■ **WHAT YOU NEED TO DO**
Rewrite all of the rows below as a numbered list, leaving out any blank lines.

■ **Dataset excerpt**

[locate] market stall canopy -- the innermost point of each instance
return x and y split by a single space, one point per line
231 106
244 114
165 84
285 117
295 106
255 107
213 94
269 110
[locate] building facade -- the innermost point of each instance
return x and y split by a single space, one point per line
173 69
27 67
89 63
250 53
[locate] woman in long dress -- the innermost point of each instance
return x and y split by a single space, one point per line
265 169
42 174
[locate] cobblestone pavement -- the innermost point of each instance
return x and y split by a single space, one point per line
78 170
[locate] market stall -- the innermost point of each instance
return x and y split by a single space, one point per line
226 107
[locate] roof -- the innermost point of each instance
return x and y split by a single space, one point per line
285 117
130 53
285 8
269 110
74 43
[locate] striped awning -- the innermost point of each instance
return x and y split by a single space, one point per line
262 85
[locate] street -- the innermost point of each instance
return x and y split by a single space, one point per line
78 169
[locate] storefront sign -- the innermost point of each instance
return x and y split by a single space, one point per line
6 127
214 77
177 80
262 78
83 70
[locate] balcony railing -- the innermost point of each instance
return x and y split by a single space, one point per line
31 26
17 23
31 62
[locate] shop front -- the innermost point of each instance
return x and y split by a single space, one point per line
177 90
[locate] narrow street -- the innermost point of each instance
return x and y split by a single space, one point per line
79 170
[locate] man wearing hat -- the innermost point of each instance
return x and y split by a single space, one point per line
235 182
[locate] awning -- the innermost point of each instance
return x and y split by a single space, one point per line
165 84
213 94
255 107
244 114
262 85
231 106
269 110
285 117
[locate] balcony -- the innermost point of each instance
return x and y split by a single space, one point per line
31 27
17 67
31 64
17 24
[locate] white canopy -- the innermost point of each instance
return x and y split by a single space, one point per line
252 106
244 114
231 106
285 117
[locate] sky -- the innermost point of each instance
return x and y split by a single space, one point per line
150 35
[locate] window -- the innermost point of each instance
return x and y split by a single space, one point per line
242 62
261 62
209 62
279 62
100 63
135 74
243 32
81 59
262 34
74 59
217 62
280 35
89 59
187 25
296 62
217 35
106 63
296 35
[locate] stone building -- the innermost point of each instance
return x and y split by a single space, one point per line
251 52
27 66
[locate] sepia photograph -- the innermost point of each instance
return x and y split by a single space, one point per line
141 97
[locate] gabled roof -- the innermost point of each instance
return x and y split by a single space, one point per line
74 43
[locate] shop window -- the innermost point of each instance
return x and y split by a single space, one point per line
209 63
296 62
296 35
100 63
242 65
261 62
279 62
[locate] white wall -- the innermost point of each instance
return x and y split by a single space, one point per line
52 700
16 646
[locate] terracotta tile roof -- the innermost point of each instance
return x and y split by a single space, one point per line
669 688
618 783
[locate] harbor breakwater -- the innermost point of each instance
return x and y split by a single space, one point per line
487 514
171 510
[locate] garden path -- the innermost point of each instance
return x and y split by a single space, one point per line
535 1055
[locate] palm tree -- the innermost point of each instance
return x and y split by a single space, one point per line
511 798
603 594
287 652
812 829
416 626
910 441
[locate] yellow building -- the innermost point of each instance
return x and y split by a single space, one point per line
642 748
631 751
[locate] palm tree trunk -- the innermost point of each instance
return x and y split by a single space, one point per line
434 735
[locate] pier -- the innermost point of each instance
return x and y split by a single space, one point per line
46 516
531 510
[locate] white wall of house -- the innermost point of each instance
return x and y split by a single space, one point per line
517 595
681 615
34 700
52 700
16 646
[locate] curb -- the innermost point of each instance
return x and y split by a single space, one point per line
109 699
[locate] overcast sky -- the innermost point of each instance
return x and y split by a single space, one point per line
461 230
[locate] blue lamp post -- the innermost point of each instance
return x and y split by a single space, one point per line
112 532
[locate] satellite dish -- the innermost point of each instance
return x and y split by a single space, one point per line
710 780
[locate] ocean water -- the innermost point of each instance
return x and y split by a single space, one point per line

■ **RESPONSE TO THIS TASK**
1. [locate] market stall canopy -- the innermost point of each instance
2. return x and y split by a single space, one point per line
3. 231 106
4. 244 114
5. 165 84
6. 285 117
7. 295 106
8. 255 107
9. 213 94
10. 269 110
11. [locate] building facade -- the innermost point of each instance
12. return x and y split by a single space, one point per line
13. 173 69
14. 27 67
15. 89 63
16. 250 53
17. [locate] woman in long dress -- the innermost point of each instance
18. return x and y split by a single space, one point per line
19. 265 169
20. 42 174
21. [locate] cobblestone pavement -- the innermost point of each instance
22. return x and y split by a single space, one point per line
23. 78 170
24. [locate] market stall -- the innermost point of each instance
25. return x and y split by a single space, one point per line
26. 226 107
27. [locate] roof -- the innermost point of each instance
28. return x and y split by a single space, one point per line
29. 285 117
30. 130 53
31. 285 8
32. 269 110
33. 74 43
34. [locate] striped awning -- the innermost point of each instance
35. return x and y split by a single space, one point per line
36. 262 85
37. [locate] street -- the innermost point of each instance
38. return x and y split by a single space, one point per line
39. 78 169
40. [locate] storefront sign -- the innermost point of each instance
41. return x and y split by a single space, one point per line
42. 6 127
43. 214 77
44. 177 80
45. 262 78
46. 83 70
47. [locate] balcony railing -- the innermost point of each instance
48. return x and y split by a single space, one point per line
49. 31 26
50. 17 23
51. 31 62
52. [locate] shop front -- the innermost point of each instance
53. return x and y split by a single space, one point per line
54. 177 90
55. [locate] narrow street -- the innermost point of each instance
56. return x and y split by a single space, one point per line
57. 79 170
58. [locate] man wearing hat -- the innermost point of each instance
59. return x and y split by a single space, one point per line
60. 235 182
61. [locate] awning -- the innermost point of each instance
62. return x and y split by a single space, one point per line
63. 165 84
64. 213 94
65. 255 107
66. 244 114
67. 262 85
68. 231 106
69. 269 110
70. 285 117
71. [locate] balcony -- the innermost point of each instance
72. return x and y split by a single space, one point per line
73. 31 27
74. 17 67
75. 31 64
76. 17 24
77. [locate] white canopy -- the innermost point of each instance
78. return x and y split by a single space, one point per line
79. 252 106
80. 244 114
81. 231 106
82. 285 117
83. [locate] sky -- the innermost point of each instance
84. return x and y split by a single space, one point per line
85. 150 35
86. [locate] window -- the innermost point of each instance
87. return x and y split by a single space, one point per line
88. 242 62
89. 261 62
90. 209 62
91. 279 62
92. 100 63
93. 135 74
94. 243 32
95. 81 59
96. 262 34
97. 74 59
98. 217 62
99. 280 35
100. 89 59
101. 187 25
102. 296 62
103. 217 35
104. 106 63
105. 296 35
106. [locate] stone building -- the innermost point of each instance
107. return x and y split by a single space, one point per line
108. 251 52
109. 27 66
110. [locate] sepia photograph -- the innermost point of each instance
111. return x and y split by a single space, one point per line
112. 141 97
113. [locate] gabled roof -- the innermost point of each instance
114. return x and y split by a single space, one point per line
115. 74 43
116. [locate] shop window -- the innermost point of each instance
117. return x and y split by a single space, one point per line
118. 209 63
119. 296 62
120. 296 35
121. 100 63
122. 242 65
123. 261 62
124. 279 62
125. [locate] white wall -- the innermost point of each instance
126. return x and y split by a single space, one point per line
127. 52 700
128. 16 646
129. [locate] terracotta tile roof -- the innermost point of each instance
130. return x and y split by a single space, one point per line
131. 669 688
132. 618 783
133. [locate] harbor breakwater -- the innermost point of each instance
134. return x and y split by a single space, one point per line
135. 487 514
136. 171 510
137. [locate] garden path -- the innermost point of each instance
138. return x and y split by a single space, one point per line
139. 535 1055
140. [locate] palm tree -- the innermost point of each instance
141. return x and y split by a single space, one point per line
142. 511 798
143. 603 594
144. 287 652
145. 812 829
146. 416 626
147. 910 441
148. [locate] yellow building -- the innermost point of each instance
149. return x and y split by a single space, one point per line
150. 642 748
151. 631 751
152. [locate] palm tree trunk -- the innermost point of each instance
153. return x and y split by a single space, one point per line
154. 434 735
155. [locate] pier -- the innermost point of each instance
156. return x and y split by a single space, one point per line
157. 46 516
158. 531 510
159. [locate] white wall of house -- the innermost point of each instance
160. return x and y split by a single space, one point per line
161. 517 595
162. 681 615
163. 34 700
164. 52 700
165. 16 646
166. [locate] curb -- the innermost point of each instance
167. return x and y split by a single space, one point per line
168. 109 699
169. [locate] overcast sky -- the innermost point of each instance
170. return x and y split by a single space, one point per line
171. 461 230
172. [locate] blue lamp post -- the innermost point of each instance
173. return x and y split by a single space, one point per line
174. 112 532
175. [locate] satellite dish -- the innermost point of each instance
176. return x and y split by a single space, one point per line
177. 710 780
178. [locate] ocean water -- the innermost point of each instance
179. return x and y split by a single space, one point per line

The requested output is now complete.